## Problem description:
Print all of the data exactly, with no line missing.

----- Data in this exercise

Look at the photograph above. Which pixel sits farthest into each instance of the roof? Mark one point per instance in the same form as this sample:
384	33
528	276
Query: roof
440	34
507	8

----------

## Response:
Look at the photograph above. Which pixel sits farthest into each instance of the roof? Mark one point per instance in the same form as this sample:
384	33
528	276
Query: roof
440	34
507	8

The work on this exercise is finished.